▶ _Passage shown_:
-- Opening Marker --

Makes sense to shift the date to March 4th, you just keep pushing the date to sometime in the future. They struck out when Trump lost because an easy 4 years was gone just like that. Then you had a ticking clock to inauguration which will happen so you need some other bullshit until you can come up with something else for the reason to keep believing into the future. It’s like the crazy doomsday people that put a date to it, the date comes and goes, and they just come up with a new date because they misinterpreted the signs.
Unfortunately, many Americans have always been gullible prey for doomsday prophecies, conspiracy theories, and the like. One of my favorite stories is the "Great Disappointment" of 1844. A preacher named William Miller used prophecies in the Biblical Books of Daniel and Revelation and came up with a complex series of calculations in which he concluded, and preached, that the Second Coming would be on October 22, 1844. His followers, called Millerites, and who may have numbered as many as 500,000, sold or gave away their worldly possessions and gathered on October 22nd for farewell picnics, dinners, and hilltop vigils waiting for Jesus to appear and take them away. When it didn't happen many of his followers were crushed, as well as humiliated. Miller said he had made a "miscalculation" in his prediction but never stopped believing in the Second Coming. Many of his followers divided into factions afterwards and argued over whether the Second Coming could be predicted (and what date), the meaning of the Second Coming, and so on. The Seventh-Day Adventists partly came out of the Millerite movement. What's interesting is the response from believers and non-believers, which sounds very similar to what's happening now.

-- Closing Marker --

▶ _Source information_:

-- Opening Marker --

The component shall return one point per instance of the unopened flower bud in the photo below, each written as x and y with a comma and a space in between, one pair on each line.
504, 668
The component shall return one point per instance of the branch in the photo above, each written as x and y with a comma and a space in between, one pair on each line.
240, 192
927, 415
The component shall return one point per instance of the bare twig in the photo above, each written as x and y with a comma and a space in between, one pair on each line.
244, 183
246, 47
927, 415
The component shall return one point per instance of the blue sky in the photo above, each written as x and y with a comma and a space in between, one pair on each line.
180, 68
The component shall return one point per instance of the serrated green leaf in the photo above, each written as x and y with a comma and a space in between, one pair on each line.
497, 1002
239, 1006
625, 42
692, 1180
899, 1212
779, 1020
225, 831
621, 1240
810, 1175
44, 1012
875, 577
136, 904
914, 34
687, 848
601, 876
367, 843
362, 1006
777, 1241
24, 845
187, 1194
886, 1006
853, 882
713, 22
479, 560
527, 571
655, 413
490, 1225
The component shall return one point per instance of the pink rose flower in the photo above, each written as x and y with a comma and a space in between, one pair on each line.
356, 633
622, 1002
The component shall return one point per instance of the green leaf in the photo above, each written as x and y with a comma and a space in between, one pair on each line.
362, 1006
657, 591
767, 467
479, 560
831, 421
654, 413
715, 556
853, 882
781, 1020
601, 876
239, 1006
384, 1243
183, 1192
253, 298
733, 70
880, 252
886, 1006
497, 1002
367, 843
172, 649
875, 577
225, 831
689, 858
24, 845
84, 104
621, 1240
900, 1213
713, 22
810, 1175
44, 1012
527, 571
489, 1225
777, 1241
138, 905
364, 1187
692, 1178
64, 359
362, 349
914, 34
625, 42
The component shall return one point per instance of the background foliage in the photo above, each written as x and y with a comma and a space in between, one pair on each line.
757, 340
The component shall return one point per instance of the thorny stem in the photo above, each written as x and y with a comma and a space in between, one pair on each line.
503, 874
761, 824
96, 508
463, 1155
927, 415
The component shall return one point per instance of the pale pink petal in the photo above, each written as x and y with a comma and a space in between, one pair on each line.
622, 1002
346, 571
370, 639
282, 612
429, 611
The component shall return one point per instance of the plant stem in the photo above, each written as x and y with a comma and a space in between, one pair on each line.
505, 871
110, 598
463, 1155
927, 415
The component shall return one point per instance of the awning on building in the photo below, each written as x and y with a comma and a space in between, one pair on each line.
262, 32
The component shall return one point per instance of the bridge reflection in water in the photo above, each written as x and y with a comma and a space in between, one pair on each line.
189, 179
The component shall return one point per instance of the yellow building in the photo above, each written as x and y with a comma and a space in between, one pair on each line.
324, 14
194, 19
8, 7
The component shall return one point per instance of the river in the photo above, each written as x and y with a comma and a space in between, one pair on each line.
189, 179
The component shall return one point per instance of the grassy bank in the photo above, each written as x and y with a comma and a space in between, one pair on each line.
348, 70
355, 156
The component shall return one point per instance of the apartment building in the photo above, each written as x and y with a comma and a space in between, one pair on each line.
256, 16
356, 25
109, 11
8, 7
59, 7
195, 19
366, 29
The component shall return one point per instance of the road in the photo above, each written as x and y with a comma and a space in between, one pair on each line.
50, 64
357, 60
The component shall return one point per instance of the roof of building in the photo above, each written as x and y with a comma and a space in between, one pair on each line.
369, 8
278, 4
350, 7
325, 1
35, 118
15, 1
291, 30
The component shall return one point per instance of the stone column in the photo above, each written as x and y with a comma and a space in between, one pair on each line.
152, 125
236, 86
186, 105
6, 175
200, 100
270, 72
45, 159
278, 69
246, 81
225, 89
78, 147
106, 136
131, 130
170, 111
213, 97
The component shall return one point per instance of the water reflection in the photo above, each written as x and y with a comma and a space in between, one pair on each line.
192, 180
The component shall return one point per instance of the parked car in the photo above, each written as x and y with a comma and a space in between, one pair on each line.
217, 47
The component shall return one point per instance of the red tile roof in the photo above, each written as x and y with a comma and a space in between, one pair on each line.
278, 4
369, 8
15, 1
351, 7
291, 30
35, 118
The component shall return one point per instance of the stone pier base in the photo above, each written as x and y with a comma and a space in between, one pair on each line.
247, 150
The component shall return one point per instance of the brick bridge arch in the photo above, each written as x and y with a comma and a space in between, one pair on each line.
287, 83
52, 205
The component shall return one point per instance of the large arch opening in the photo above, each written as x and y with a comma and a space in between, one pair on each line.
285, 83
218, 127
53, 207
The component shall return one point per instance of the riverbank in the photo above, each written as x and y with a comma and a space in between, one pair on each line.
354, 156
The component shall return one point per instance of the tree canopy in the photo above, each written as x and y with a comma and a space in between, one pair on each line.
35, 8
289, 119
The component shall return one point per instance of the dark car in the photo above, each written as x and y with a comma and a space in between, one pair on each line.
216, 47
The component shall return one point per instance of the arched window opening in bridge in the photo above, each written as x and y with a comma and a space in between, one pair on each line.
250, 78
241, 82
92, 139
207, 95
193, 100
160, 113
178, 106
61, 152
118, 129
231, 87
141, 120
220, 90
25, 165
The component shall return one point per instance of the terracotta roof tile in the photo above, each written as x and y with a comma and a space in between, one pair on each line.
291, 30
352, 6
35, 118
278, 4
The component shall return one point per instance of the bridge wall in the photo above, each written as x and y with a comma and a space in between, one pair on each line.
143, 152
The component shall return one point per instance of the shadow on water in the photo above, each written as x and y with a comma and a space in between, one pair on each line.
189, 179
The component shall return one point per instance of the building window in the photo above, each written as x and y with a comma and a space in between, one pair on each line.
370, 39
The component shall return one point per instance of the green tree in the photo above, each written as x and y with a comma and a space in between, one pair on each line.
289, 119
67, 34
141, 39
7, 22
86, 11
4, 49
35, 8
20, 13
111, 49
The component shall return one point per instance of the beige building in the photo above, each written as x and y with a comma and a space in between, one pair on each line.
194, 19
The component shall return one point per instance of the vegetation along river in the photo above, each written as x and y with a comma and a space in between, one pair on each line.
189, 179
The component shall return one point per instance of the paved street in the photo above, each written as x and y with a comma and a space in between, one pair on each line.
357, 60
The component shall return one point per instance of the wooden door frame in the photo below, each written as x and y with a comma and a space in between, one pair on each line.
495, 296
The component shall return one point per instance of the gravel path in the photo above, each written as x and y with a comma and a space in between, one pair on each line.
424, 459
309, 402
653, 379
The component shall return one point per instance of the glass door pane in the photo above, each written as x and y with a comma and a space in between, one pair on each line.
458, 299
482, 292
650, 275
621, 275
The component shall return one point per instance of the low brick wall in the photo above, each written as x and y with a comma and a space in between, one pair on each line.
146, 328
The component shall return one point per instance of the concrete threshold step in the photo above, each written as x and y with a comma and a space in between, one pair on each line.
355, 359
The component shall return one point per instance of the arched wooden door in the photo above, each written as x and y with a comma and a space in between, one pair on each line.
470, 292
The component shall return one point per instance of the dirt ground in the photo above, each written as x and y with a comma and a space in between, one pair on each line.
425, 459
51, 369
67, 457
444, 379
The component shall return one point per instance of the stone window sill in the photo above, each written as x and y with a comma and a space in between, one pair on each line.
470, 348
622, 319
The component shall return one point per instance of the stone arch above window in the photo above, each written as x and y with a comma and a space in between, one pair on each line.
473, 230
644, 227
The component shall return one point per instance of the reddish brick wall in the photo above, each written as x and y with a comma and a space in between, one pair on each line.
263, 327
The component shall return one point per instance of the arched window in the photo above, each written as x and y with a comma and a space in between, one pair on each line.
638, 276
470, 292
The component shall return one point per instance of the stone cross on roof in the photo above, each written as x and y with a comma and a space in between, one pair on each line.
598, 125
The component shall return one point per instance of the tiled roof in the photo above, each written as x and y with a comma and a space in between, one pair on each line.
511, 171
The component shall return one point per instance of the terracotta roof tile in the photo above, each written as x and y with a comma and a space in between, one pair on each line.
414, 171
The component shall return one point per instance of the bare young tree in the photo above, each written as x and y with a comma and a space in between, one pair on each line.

-- Closing Marker --

▶ _Activity list_:
(A) Transcribe the section of the passage on doomsday predictions starting with "Makes sense to" and going on through "misinterpreted the signs.".
(B) Pick up the comments on failed doomsday predictions after their final sentence and keep writing.

▶ _Activity answers_:
(A)
Makes sense to shift the date to March 4th, you just keep pushing the date to sometime in the future. They struck out when Trump lost because an easy 4 years was gone just like that. Then you had a ticking clock to inauguration which will happen so you need some other bullshit until you can come up with something else for the reason to keep believing into the future. It’s like the crazy doomsday people that put a date to it, the date comes and goes, and they just come up with a new date because they misinterpreted the signs.

(B)
Among the believers, many excuses were offered. According to Wikipedia, "Both Millerite leaders and followers were left generally bewildered and disillusioned. Responses varied: some continued to look daily for Christ's return, while others predicted different dates—among them April, July, and October 1845. Some theorized that the world had entered the seventh millennium—the "Great Sabbath", and that therefore, the saved should not work. Others acted as children, basing their belief on Jesus' words in Mark 10:15: "Truly, I say to you, whoever does not receive the kingdom of God like a child shall not enter it." Millerite O. J. D. Pickands used Revelation 14:14–16 to teach that Christ was now sitting on a white cloud and must be prayed down." A minister wrote that "Our fondest hopes and expectations were blasted, and such a spirit of weeping came over us as I never experienced before... We wept, and wept, till the day dawn." Another wrote that "I waited all Tuesday [October 22] and dear Jesus did not come;– I waited all the forenoon of Wednesday, and was well in body as I ever was, but after 12 o'clock I began to feel faint, and before dark I needed someone to help me up to my chamber, as my natural strength was leaving me very fast, and I lay prostrate for 2 days without any pain– sick with disappointment."
Among non-believers, ridiculing Millerites after the Great Disappointment was common: "Some are tauntingly enquiring, 'Have you not gone up?' Even little children in the streets are shouting continually to passersby, 'Have you a ticket to go up?' The public prints, of the most fashionable and popular kind ... are caricaturing in the most shameful manner of the 'white robes of the saints,' Revelation 6:11, the 'going up,' and the great day of 'burning.' Even the pulpits are desecrated by the repetition of scandalous and false reports concerning the 'ascension robes', and priests are using their powers and pens to fill the catalogue of scoffing in the most scandalous periodicals of the day."
A substantial number of Americans have always been prey to this kind of stuff. Maybe a psychologist or sociologist can offer a detailed explanation of why - it's like collective nuttiness runs in our genes.